SELECTED PASSAGE
Too often, it does not.
The leadership philosophy of administrators and governing boards essentially determines how much priority our public schools give to vocational education.
Some want to push as many students as possible toward higher-level academics-focused education, ideally at four-year institutions.
More enlightened ones, however, have already concluded that is not the path for everyone.
Thus it is pleasing to see that North Coast school districts are realizing that society needs to make vocational education a priority.
Thanks in large part to funding from the voter-approved Measure 98, career-technical classes are becoming more and more a feature of curricula.
As Edward Stratton recently reported, this has meant construction in Jewell, welding in Knappa, automotive in Warrenton, agriculture in Astoria and culinary arts in Seaside.
Warrenton's automotive and metal fabrication classes are a particularly good example — moving ahead in a new career-technical building being constructed next to the high school.
In Astoria, we lamented the loss of the agricultural program some years ago and are delighted that the class and its accompanying Future Farmers of America chapter is being revived.
Seaside's approach is, in large part, an acknowledgement that its community is focused on maintaining a strong hospitality industry and its course offerings should reflect that.
Educational policy tends to swing back and forth as leaders seek the right mix. Decades ago, an illogical stigma developed for the practice in which high school students were sorted into "A," ''B" and "C'' groupings to reflect the subject matter or level of academic rigor in their class offerings.

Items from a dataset
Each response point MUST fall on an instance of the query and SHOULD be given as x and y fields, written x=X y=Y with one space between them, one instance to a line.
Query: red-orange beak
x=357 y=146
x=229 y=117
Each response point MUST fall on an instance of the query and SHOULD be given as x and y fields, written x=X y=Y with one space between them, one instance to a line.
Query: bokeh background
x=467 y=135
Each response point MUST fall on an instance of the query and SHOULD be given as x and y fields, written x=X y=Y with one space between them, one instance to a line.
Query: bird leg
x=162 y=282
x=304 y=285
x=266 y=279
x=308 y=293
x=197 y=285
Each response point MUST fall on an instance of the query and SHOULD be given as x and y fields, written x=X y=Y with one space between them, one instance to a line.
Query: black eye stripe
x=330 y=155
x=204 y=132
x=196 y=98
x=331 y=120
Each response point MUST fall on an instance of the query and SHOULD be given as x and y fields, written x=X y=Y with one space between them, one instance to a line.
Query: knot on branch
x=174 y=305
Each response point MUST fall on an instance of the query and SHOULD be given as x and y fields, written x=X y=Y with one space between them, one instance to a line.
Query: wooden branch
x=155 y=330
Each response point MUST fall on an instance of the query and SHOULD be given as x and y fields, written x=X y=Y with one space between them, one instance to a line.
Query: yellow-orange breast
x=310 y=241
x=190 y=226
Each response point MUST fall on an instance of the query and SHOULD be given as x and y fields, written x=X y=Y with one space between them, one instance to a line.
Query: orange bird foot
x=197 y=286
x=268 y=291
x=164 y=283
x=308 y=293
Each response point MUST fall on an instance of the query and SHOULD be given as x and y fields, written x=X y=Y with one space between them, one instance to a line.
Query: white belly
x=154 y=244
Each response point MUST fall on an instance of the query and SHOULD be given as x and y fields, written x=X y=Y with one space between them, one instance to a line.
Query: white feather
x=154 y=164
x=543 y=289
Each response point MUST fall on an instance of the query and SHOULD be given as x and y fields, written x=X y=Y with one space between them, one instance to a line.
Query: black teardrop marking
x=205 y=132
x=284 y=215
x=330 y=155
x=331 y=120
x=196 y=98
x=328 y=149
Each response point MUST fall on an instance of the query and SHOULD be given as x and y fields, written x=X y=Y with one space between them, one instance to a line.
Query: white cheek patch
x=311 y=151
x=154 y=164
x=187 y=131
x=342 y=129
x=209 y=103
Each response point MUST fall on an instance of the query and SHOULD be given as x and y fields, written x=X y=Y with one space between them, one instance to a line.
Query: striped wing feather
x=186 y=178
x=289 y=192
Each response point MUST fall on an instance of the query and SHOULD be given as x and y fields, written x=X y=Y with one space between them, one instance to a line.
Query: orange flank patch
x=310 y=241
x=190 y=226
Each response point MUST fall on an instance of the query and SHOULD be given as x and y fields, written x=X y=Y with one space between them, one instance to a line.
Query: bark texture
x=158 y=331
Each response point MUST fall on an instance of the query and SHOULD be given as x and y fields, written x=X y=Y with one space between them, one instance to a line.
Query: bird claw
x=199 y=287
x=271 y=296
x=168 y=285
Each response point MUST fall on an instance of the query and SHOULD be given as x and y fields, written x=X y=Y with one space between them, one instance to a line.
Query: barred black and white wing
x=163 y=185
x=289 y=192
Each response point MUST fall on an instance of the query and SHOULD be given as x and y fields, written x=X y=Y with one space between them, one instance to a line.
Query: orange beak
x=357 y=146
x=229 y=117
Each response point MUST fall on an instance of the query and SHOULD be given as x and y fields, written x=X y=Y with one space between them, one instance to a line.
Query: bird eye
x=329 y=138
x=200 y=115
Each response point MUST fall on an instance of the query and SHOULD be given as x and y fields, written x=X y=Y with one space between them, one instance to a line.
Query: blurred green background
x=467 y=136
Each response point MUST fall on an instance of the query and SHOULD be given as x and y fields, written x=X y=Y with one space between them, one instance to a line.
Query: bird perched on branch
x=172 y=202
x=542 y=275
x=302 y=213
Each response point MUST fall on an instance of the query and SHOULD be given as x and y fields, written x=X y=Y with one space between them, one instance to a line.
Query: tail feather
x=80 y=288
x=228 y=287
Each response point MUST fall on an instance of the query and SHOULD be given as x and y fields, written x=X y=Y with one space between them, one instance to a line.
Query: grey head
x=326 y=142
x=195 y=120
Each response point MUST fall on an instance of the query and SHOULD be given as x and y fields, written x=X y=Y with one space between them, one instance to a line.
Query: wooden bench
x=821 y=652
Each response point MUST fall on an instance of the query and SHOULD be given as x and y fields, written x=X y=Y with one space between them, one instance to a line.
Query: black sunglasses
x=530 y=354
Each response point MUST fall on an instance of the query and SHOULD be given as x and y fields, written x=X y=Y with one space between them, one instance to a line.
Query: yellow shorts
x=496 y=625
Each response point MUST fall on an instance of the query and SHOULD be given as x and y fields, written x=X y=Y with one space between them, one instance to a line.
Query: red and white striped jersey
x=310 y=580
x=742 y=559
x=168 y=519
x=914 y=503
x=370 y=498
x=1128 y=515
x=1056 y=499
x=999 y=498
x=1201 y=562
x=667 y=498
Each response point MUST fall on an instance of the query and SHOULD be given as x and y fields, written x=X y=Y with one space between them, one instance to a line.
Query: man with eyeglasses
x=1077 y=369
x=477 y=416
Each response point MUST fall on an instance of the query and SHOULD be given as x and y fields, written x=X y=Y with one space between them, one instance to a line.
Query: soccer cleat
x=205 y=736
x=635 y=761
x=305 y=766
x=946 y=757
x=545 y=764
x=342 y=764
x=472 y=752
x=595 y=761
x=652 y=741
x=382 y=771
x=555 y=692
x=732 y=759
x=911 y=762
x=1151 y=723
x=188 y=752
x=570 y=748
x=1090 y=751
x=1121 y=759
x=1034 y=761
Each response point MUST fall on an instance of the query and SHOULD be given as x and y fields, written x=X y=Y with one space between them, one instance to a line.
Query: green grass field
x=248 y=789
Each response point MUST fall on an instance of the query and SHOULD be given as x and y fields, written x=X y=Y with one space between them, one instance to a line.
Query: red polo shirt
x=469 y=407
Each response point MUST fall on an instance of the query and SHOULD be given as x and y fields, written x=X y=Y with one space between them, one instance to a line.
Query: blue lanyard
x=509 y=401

PROMPT A
Answer these questions using the passage on vocational education:
(i) Which voter-approved measure supplies much of the funding for career-technical classes?
(ii) Which classes in Warrenton are moving into a new career-technical building?
(iii) What chapter is being revived along with Astoria's agricultural class?
PROMPT B
Reproduce the stretch of the passage on vocational education from "Too often, it" through "at four-year institutions.", copying it word for word.

RESPONSE AREA A
(i) Measure 98
(ii) Automotive and metal fabrication
(iii) A Future Farmers of America chapter

RESPONSE AREA B
Too often, it does not.
The leadership philosophy of administrators and governing boards essentially determines how much priority our public schools give to vocational education.
Some want to push as many students as possible toward higher-level academics-focused education, ideally at four-year institutions.